**SÉRIE D'EXERCICES**
A - D'après le texte sur Maïakovski, pourquoi ses poèmes d'amour, ses poèmes révolutionnaires et ses poèmes satiriques jaillissent-ils d'une source commune ? Répondez en une à trois phrases.
B - Selon le texte sur Maïakovski, quel journal a publié en 1922 le poème Prozassedavchiessia ?
C - Poursuivez le texte sur Maïakovski à partir de sa dernière phrase.

***** TEXTE SOURCE *****

Après 1922, il continue à composer « sur commande » des mots d’ordre, des légendes d’affiches politiques et de caricatures satiriques ainsi que des slogans publicitaires pour les entreprises d’État. Cependant, sa conception de la « commande sociale » trouve une application plus subtile dans sa collaboration avec les journaux. Avec le poème Prozassedavchiessia (Ceux qui se sont tués à siéger, 1922), publié en 1922 par les Izvestia (et bien accueilli par Lénine, jusque-là hostile au « futurisme » de Maïakovski), Maïakovski inaugure une carrière féconde de poète-journaliste, qu’il poursuivra à la première page de nombreux journaux soviétiques, répondant par des poèmes de circonstance à la plupart des événements de la politique intérieure et internationale. Ses séjours à Berlin (1922), à Paris (1922, 1924, 1927-1929), à New York, au Mexique et à Cuba (1925) lui fournissent en particulier la matière de reportages-pamphlets, où l’évocation des beautés architecturales et des prouesses techniques de l’Occident contraste avec l’image des misères capitalistes et des petitesses bourgeoises (cycle Parij [Paris, 1924-25], poème Moïe otkrytie Ameriki [Ma découverte de l’Amérique, 1926], Brouklinski most [le Pont de Brooklyn, 1925], etc.).

À ces poèmes de circonstance, où domine l’inspiration satirique, s’opposent les grandes compositions lyriques de la veine du Nuage en pantalons, les unes inspirées par des motifs intimes, comme Lioubliou (J’aime, 1922) et Pro eto (Sur ce thème-là, 1923), les autres par des motifs civiques et politiques, comme Vladimir Ilitch Lénine (écrit en 1924 à la mémoire du leader décédé), Khorocho (C’est bien, écrit en 1927 à l’occasion du dixième anniversaire d’Octobre) ou les poèmes inachevés Piatyï international (la Cinquième Internationale, 1922) et Vo ves golos (À pleine voix, 1930). Poèmes d’amour, poèmes révolutionnaires et poèmes satiriques jaillissent cependant d’une source commune ; l’élan révolutionnaire et la passion amoureuse sont l’expression d’une personnalité portée à la démesure, tenaillée par l’impatience du réel et le besoin insatiable d’un perpétuel dépassement de soi, d’une perpétuelle fuite en avant, besoin qui a pour corollaire l’obsession de l’enlisement dans la grisaille et la banalité quotidiennes, ennemi commun de l’amour et de la révolution.

***** DONNÉES *****

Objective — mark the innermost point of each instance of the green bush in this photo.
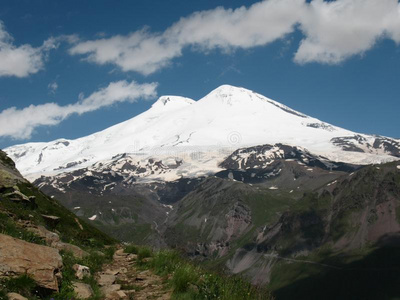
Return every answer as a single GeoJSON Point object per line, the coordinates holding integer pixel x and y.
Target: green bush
{"type": "Point", "coordinates": [8, 227]}
{"type": "Point", "coordinates": [165, 262]}
{"type": "Point", "coordinates": [23, 285]}
{"type": "Point", "coordinates": [184, 275]}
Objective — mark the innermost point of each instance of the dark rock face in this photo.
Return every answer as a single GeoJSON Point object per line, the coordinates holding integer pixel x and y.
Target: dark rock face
{"type": "Point", "coordinates": [358, 143]}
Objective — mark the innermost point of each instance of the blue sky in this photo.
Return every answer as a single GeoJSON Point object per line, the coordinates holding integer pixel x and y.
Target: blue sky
{"type": "Point", "coordinates": [87, 58]}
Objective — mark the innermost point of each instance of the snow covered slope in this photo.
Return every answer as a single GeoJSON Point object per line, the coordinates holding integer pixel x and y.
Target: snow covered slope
{"type": "Point", "coordinates": [181, 137]}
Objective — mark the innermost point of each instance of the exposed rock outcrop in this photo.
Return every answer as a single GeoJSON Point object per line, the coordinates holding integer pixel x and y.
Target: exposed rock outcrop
{"type": "Point", "coordinates": [42, 263]}
{"type": "Point", "coordinates": [82, 290]}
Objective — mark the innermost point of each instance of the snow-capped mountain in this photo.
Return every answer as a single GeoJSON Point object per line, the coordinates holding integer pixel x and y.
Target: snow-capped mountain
{"type": "Point", "coordinates": [179, 137]}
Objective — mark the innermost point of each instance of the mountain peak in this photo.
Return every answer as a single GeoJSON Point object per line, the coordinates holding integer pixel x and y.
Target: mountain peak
{"type": "Point", "coordinates": [172, 102]}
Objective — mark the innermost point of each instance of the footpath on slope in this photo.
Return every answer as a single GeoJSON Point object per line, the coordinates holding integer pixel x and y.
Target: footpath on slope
{"type": "Point", "coordinates": [123, 279]}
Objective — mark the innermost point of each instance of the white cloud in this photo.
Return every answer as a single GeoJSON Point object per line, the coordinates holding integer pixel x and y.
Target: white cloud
{"type": "Point", "coordinates": [23, 60]}
{"type": "Point", "coordinates": [53, 86]}
{"type": "Point", "coordinates": [146, 52]}
{"type": "Point", "coordinates": [20, 123]}
{"type": "Point", "coordinates": [333, 31]}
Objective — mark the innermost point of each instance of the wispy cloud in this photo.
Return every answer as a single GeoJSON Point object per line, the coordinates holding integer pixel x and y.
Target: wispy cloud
{"type": "Point", "coordinates": [337, 30]}
{"type": "Point", "coordinates": [333, 31]}
{"type": "Point", "coordinates": [21, 61]}
{"type": "Point", "coordinates": [21, 123]}
{"type": "Point", "coordinates": [52, 87]}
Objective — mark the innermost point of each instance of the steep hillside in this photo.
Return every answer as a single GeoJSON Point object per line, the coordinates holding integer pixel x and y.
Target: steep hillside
{"type": "Point", "coordinates": [303, 240]}
{"type": "Point", "coordinates": [39, 240]}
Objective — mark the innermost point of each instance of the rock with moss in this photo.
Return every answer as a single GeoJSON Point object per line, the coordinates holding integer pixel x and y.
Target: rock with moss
{"type": "Point", "coordinates": [42, 263]}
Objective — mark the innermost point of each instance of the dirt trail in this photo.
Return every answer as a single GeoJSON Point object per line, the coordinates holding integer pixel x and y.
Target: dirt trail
{"type": "Point", "coordinates": [122, 279]}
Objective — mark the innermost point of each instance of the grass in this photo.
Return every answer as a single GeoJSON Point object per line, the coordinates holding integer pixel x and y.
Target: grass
{"type": "Point", "coordinates": [9, 227]}
{"type": "Point", "coordinates": [94, 261]}
{"type": "Point", "coordinates": [23, 285]}
{"type": "Point", "coordinates": [191, 281]}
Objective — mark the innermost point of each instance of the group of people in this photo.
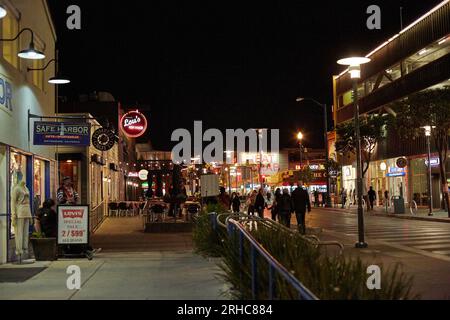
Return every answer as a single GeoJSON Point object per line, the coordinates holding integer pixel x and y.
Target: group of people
{"type": "Point", "coordinates": [46, 217]}
{"type": "Point", "coordinates": [369, 197]}
{"type": "Point", "coordinates": [281, 204]}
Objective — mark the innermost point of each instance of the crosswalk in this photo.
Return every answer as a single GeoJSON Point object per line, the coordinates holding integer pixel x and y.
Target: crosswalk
{"type": "Point", "coordinates": [433, 237]}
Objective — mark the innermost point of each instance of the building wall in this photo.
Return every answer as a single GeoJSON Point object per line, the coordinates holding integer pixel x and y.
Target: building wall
{"type": "Point", "coordinates": [18, 95]}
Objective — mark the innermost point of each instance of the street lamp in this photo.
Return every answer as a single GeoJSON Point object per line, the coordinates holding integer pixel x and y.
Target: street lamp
{"type": "Point", "coordinates": [430, 193]}
{"type": "Point", "coordinates": [3, 12]}
{"type": "Point", "coordinates": [29, 53]}
{"type": "Point", "coordinates": [354, 69]}
{"type": "Point", "coordinates": [300, 138]}
{"type": "Point", "coordinates": [325, 137]}
{"type": "Point", "coordinates": [58, 78]}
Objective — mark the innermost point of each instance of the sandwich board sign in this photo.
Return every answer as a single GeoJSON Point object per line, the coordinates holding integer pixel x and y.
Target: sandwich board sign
{"type": "Point", "coordinates": [209, 184]}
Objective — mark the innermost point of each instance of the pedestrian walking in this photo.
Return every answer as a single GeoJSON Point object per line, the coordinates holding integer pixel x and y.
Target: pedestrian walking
{"type": "Point", "coordinates": [343, 197]}
{"type": "Point", "coordinates": [276, 205]}
{"type": "Point", "coordinates": [286, 208]}
{"type": "Point", "coordinates": [66, 194]}
{"type": "Point", "coordinates": [300, 200]}
{"type": "Point", "coordinates": [46, 220]}
{"type": "Point", "coordinates": [260, 203]}
{"type": "Point", "coordinates": [251, 202]}
{"type": "Point", "coordinates": [235, 202]}
{"type": "Point", "coordinates": [316, 198]}
{"type": "Point", "coordinates": [372, 197]}
{"type": "Point", "coordinates": [386, 198]}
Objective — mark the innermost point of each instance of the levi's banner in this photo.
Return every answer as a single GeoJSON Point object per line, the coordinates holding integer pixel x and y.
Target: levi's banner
{"type": "Point", "coordinates": [62, 133]}
{"type": "Point", "coordinates": [73, 224]}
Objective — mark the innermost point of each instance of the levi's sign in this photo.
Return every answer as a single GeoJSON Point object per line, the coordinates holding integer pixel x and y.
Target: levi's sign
{"type": "Point", "coordinates": [73, 224]}
{"type": "Point", "coordinates": [133, 124]}
{"type": "Point", "coordinates": [62, 133]}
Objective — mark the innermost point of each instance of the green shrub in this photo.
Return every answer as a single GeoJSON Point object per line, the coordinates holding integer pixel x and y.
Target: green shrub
{"type": "Point", "coordinates": [327, 276]}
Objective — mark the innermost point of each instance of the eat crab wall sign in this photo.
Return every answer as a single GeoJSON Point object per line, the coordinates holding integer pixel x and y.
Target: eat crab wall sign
{"type": "Point", "coordinates": [133, 124]}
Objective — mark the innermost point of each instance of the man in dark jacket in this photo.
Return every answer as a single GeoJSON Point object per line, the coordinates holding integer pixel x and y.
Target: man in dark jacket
{"type": "Point", "coordinates": [260, 203]}
{"type": "Point", "coordinates": [300, 200]}
{"type": "Point", "coordinates": [285, 208]}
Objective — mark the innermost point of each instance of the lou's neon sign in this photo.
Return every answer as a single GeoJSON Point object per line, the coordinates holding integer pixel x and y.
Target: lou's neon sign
{"type": "Point", "coordinates": [6, 94]}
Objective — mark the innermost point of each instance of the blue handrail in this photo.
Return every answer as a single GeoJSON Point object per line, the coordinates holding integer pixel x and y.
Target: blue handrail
{"type": "Point", "coordinates": [274, 265]}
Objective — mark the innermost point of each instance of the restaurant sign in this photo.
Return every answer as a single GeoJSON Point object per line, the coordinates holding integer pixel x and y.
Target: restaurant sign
{"type": "Point", "coordinates": [62, 133]}
{"type": "Point", "coordinates": [133, 124]}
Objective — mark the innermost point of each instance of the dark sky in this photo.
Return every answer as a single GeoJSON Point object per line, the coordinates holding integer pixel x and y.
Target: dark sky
{"type": "Point", "coordinates": [232, 64]}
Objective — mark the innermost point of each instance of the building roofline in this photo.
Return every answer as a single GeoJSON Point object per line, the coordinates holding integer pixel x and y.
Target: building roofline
{"type": "Point", "coordinates": [428, 13]}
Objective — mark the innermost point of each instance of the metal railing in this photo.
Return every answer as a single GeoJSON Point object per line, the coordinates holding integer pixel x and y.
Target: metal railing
{"type": "Point", "coordinates": [275, 267]}
{"type": "Point", "coordinates": [235, 222]}
{"type": "Point", "coordinates": [97, 215]}
{"type": "Point", "coordinates": [242, 217]}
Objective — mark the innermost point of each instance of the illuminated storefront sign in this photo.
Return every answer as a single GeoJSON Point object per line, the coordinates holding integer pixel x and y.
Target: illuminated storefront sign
{"type": "Point", "coordinates": [434, 162]}
{"type": "Point", "coordinates": [6, 94]}
{"type": "Point", "coordinates": [133, 124]}
{"type": "Point", "coordinates": [62, 133]}
{"type": "Point", "coordinates": [396, 172]}
{"type": "Point", "coordinates": [143, 174]}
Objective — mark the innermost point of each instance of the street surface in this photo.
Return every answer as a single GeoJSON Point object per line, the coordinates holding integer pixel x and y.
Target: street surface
{"type": "Point", "coordinates": [131, 266]}
{"type": "Point", "coordinates": [421, 247]}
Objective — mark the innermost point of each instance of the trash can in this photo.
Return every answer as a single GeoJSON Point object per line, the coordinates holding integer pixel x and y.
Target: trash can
{"type": "Point", "coordinates": [399, 205]}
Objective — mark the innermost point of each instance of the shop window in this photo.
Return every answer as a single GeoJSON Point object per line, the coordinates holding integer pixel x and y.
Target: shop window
{"type": "Point", "coordinates": [347, 98]}
{"type": "Point", "coordinates": [39, 182]}
{"type": "Point", "coordinates": [10, 29]}
{"type": "Point", "coordinates": [38, 76]}
{"type": "Point", "coordinates": [18, 173]}
{"type": "Point", "coordinates": [71, 169]}
{"type": "Point", "coordinates": [3, 184]}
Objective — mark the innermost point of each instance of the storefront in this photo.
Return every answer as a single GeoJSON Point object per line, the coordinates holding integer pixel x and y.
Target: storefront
{"type": "Point", "coordinates": [95, 174]}
{"type": "Point", "coordinates": [23, 93]}
{"type": "Point", "coordinates": [385, 175]}
{"type": "Point", "coordinates": [419, 181]}
{"type": "Point", "coordinates": [349, 179]}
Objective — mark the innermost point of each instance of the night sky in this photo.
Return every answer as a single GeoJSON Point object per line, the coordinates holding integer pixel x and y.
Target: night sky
{"type": "Point", "coordinates": [229, 63]}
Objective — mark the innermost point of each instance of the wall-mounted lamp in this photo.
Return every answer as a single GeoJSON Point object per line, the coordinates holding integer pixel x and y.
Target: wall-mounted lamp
{"type": "Point", "coordinates": [31, 53]}
{"type": "Point", "coordinates": [3, 12]}
{"type": "Point", "coordinates": [58, 79]}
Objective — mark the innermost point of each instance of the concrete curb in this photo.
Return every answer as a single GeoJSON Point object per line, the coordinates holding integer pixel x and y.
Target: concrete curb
{"type": "Point", "coordinates": [397, 216]}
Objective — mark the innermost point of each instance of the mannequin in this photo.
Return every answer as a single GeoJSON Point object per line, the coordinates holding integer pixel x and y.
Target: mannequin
{"type": "Point", "coordinates": [21, 216]}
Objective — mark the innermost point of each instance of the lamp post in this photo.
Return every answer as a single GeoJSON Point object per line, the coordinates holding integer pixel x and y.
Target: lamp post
{"type": "Point", "coordinates": [354, 69]}
{"type": "Point", "coordinates": [430, 193]}
{"type": "Point", "coordinates": [300, 139]}
{"type": "Point", "coordinates": [30, 53]}
{"type": "Point", "coordinates": [325, 138]}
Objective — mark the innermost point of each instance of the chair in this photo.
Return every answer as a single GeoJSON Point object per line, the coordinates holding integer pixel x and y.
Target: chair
{"type": "Point", "coordinates": [123, 208]}
{"type": "Point", "coordinates": [113, 208]}
{"type": "Point", "coordinates": [141, 208]}
{"type": "Point", "coordinates": [157, 210]}
{"type": "Point", "coordinates": [130, 210]}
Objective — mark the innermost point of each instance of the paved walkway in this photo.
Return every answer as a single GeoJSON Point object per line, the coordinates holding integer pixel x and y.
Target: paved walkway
{"type": "Point", "coordinates": [131, 266]}
{"type": "Point", "coordinates": [422, 247]}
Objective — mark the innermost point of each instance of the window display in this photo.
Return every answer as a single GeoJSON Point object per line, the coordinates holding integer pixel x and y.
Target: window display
{"type": "Point", "coordinates": [18, 173]}
{"type": "Point", "coordinates": [39, 183]}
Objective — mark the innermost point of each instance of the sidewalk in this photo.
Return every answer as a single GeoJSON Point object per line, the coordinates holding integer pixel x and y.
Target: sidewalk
{"type": "Point", "coordinates": [422, 214]}
{"type": "Point", "coordinates": [430, 275]}
{"type": "Point", "coordinates": [131, 266]}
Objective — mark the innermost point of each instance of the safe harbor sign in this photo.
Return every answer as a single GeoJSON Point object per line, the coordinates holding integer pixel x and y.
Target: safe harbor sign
{"type": "Point", "coordinates": [62, 133]}
{"type": "Point", "coordinates": [73, 224]}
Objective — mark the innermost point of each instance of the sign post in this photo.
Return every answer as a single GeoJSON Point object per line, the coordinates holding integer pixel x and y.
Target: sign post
{"type": "Point", "coordinates": [73, 230]}
{"type": "Point", "coordinates": [62, 133]}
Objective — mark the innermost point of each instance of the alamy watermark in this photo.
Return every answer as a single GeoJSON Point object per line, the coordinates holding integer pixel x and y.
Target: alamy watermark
{"type": "Point", "coordinates": [73, 281]}
{"type": "Point", "coordinates": [235, 140]}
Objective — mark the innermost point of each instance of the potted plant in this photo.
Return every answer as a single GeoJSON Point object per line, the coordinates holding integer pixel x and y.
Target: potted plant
{"type": "Point", "coordinates": [45, 249]}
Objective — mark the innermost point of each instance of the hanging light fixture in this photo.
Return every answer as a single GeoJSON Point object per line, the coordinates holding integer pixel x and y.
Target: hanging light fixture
{"type": "Point", "coordinates": [58, 79]}
{"type": "Point", "coordinates": [31, 52]}
{"type": "Point", "coordinates": [3, 12]}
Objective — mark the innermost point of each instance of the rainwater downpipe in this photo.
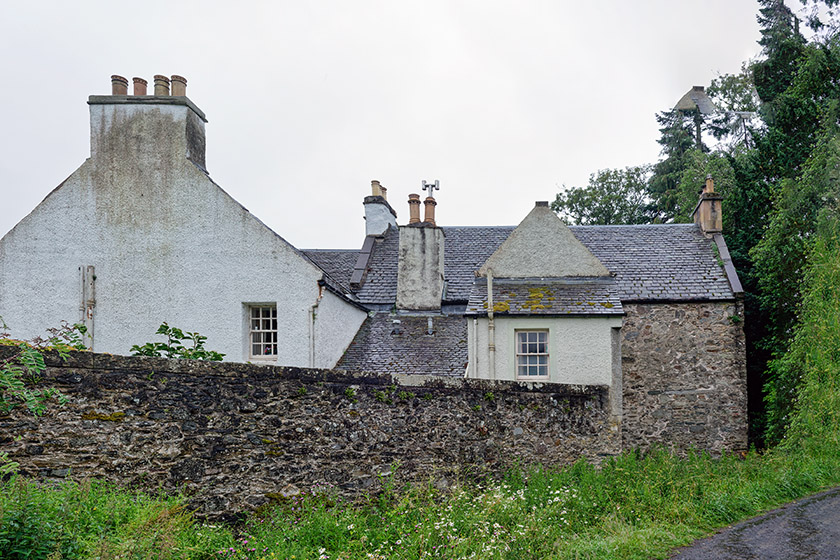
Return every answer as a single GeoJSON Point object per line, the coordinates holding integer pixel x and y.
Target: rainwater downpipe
{"type": "Point", "coordinates": [491, 326]}
{"type": "Point", "coordinates": [313, 309]}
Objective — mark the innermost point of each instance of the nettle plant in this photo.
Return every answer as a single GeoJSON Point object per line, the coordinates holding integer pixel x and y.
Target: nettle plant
{"type": "Point", "coordinates": [174, 346]}
{"type": "Point", "coordinates": [23, 369]}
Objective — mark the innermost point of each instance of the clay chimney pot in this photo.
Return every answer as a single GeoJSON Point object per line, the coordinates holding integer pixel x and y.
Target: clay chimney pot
{"type": "Point", "coordinates": [161, 85]}
{"type": "Point", "coordinates": [414, 209]}
{"type": "Point", "coordinates": [119, 85]}
{"type": "Point", "coordinates": [179, 86]}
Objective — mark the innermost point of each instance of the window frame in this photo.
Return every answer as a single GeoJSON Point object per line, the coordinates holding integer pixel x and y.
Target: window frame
{"type": "Point", "coordinates": [517, 354]}
{"type": "Point", "coordinates": [271, 317]}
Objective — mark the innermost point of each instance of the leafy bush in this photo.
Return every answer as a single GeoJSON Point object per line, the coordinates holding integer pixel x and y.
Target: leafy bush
{"type": "Point", "coordinates": [174, 347]}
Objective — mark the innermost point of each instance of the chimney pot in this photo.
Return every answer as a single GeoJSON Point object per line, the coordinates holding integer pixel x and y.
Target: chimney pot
{"type": "Point", "coordinates": [179, 85]}
{"type": "Point", "coordinates": [119, 85]}
{"type": "Point", "coordinates": [161, 85]}
{"type": "Point", "coordinates": [429, 207]}
{"type": "Point", "coordinates": [710, 185]}
{"type": "Point", "coordinates": [414, 209]}
{"type": "Point", "coordinates": [707, 214]}
{"type": "Point", "coordinates": [139, 86]}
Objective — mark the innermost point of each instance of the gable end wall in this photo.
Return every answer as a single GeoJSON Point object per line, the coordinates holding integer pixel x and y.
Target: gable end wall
{"type": "Point", "coordinates": [684, 376]}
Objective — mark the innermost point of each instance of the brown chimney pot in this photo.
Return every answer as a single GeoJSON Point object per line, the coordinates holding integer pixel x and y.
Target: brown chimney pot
{"type": "Point", "coordinates": [119, 85]}
{"type": "Point", "coordinates": [414, 209]}
{"type": "Point", "coordinates": [161, 85]}
{"type": "Point", "coordinates": [179, 85]}
{"type": "Point", "coordinates": [139, 86]}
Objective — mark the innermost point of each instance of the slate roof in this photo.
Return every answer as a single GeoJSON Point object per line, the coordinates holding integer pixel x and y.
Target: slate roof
{"type": "Point", "coordinates": [337, 263]}
{"type": "Point", "coordinates": [584, 296]}
{"type": "Point", "coordinates": [395, 343]}
{"type": "Point", "coordinates": [664, 262]}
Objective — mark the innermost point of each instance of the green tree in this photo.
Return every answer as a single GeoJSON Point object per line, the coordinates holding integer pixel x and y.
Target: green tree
{"type": "Point", "coordinates": [677, 139]}
{"type": "Point", "coordinates": [613, 196]}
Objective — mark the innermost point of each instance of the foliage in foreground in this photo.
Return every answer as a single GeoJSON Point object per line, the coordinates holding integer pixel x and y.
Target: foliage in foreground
{"type": "Point", "coordinates": [635, 506]}
{"type": "Point", "coordinates": [174, 346]}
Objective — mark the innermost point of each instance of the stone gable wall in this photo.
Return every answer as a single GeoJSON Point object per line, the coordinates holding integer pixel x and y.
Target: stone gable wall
{"type": "Point", "coordinates": [233, 436]}
{"type": "Point", "coordinates": [684, 376]}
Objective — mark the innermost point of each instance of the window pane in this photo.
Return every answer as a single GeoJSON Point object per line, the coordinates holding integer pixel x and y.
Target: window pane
{"type": "Point", "coordinates": [263, 330]}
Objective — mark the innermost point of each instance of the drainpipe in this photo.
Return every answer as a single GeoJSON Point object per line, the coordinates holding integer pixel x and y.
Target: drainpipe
{"type": "Point", "coordinates": [312, 313]}
{"type": "Point", "coordinates": [491, 326]}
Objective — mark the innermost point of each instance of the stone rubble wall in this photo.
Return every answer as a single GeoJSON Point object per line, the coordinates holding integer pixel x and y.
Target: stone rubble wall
{"type": "Point", "coordinates": [684, 376]}
{"type": "Point", "coordinates": [235, 436]}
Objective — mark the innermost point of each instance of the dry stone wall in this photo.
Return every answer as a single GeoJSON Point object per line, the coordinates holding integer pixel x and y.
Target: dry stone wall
{"type": "Point", "coordinates": [234, 436]}
{"type": "Point", "coordinates": [684, 376]}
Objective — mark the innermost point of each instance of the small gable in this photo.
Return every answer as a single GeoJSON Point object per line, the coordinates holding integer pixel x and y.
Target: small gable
{"type": "Point", "coordinates": [542, 246]}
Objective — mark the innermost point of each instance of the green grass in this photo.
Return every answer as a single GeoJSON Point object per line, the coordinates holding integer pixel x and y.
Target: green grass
{"type": "Point", "coordinates": [633, 506]}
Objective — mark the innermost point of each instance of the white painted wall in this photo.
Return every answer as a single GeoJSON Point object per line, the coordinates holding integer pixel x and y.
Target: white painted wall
{"type": "Point", "coordinates": [580, 348]}
{"type": "Point", "coordinates": [166, 242]}
{"type": "Point", "coordinates": [336, 323]}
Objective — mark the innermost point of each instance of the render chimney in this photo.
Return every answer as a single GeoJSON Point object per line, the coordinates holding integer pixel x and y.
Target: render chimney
{"type": "Point", "coordinates": [414, 209]}
{"type": "Point", "coordinates": [378, 213]}
{"type": "Point", "coordinates": [139, 86]}
{"type": "Point", "coordinates": [179, 86]}
{"type": "Point", "coordinates": [161, 85]}
{"type": "Point", "coordinates": [429, 210]}
{"type": "Point", "coordinates": [707, 213]}
{"type": "Point", "coordinates": [119, 85]}
{"type": "Point", "coordinates": [420, 267]}
{"type": "Point", "coordinates": [126, 130]}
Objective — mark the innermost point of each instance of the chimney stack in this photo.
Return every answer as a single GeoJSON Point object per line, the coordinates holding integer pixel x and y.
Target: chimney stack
{"type": "Point", "coordinates": [119, 85]}
{"type": "Point", "coordinates": [161, 85]}
{"type": "Point", "coordinates": [429, 210]}
{"type": "Point", "coordinates": [414, 209]}
{"type": "Point", "coordinates": [139, 86]}
{"type": "Point", "coordinates": [179, 86]}
{"type": "Point", "coordinates": [707, 213]}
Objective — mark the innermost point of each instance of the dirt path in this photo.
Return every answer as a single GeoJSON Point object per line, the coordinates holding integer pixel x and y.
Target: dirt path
{"type": "Point", "coordinates": [807, 528]}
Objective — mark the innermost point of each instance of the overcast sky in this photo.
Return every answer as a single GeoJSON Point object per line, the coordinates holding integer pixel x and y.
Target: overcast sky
{"type": "Point", "coordinates": [503, 102]}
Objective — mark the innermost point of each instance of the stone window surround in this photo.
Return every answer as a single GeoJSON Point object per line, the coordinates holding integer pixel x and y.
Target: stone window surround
{"type": "Point", "coordinates": [264, 338]}
{"type": "Point", "coordinates": [518, 342]}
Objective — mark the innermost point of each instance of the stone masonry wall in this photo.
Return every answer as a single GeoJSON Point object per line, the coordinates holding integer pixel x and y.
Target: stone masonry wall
{"type": "Point", "coordinates": [234, 436]}
{"type": "Point", "coordinates": [684, 376]}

*****

**LISTE DES RÉPONSES**
A - Ces poèmes naissent d'une même source parce que l'élan révolutionnaire et la passion amoureuse expriment une personnalité portée à la démesure. Cette personnalité est tenaillée par l'impatience du réel et par le besoin insatiable d'un perpétuel dépassement de soi. Ce besoin a pour corollaire l'obsession de l'enlisement dans la grisaille et la banalité quotidiennes, ennemi commun de l'amour et de la révolution.

B - Les Izvestia.

C -
Cette obsession du byt (« vie quotidienne ») et de la menace permanente que Maïakovski fait peser sur tout ce qui fait le prix de la vie, cette identification de l’idéal révolutionnaire avec le refus du quotidien sont particulièrement sensibles dans À ce sujet-là, dénonciation véhémente des habitudes, du confort, du genre de vie petit-bourgeois que la NEP a ressuscites au lendemain de la guerre civile. Elle est le thème central des œuvres satiriques inspirées à Maïakovski par la réalité soviétique et s’exprime en particulier dans la « comédie féerique » Klop (la Punaise, 1929), dont le héros est un prolétaire embourgeoisé, et dans le « drame en six actes avec cirque et feux d’artifice » Bania (les Bains, 1930), satire d’un appareil bureaucratique qui freine la marche en avant de l’esprit humain et l’élan créateur de la jeunesse. Les images de l’avenir, qui, dans ces deux pièces, servent de repoussoir à ces vestiges du passé que sont l’individualisme petit-bourgeois et la tyrannie bureaucratique, sont traitées, elles aussi, sur un mode humoristique, qui n’autorise cependant pas à y voir des témoignages d’un désenchantement de Maïakovski vis-à-vis de l’idéal communiste.

L’art de Maïakovski exprime, lui aussi, cette démesure d’une personnalité poétique impatiente de modeler le réel à son image. Son originalité est à la fois celle d’un regard et celle d’une voix. Le regard engendre la métaphore, hyperbole monumentale ou satirique qui déforme le réel selon les catégories du grandiose ou du grotesque. La voix devient le régulateur suprême de la forme poétique, qu’elle affranchit des règles métriques traditionnelles. La rime, dont Maïakovski accroît la charge sémantique en mettant l’accent sur sa nouveauté, au prix de son exactitude, est ici la marque principale du vers ; le mètre passe au second plan et est fondé non plus sur le compte des syllabes, mais sur celui de groupes accentuels d’inégale longueur, mis sur le même plan par l’intonation emphatique qui souligne la syllabe accentuée. Maïakovski apparaît ainsi comme le créateur d’une poétique originale, qui répudie la lettre de la versification russe tout en restant fidèle à son esprit : il s’en explique dans le court traité Kak delat stikhi (Comment faire des vers, 1926), qui éclaire les cheminements de sa création poétique.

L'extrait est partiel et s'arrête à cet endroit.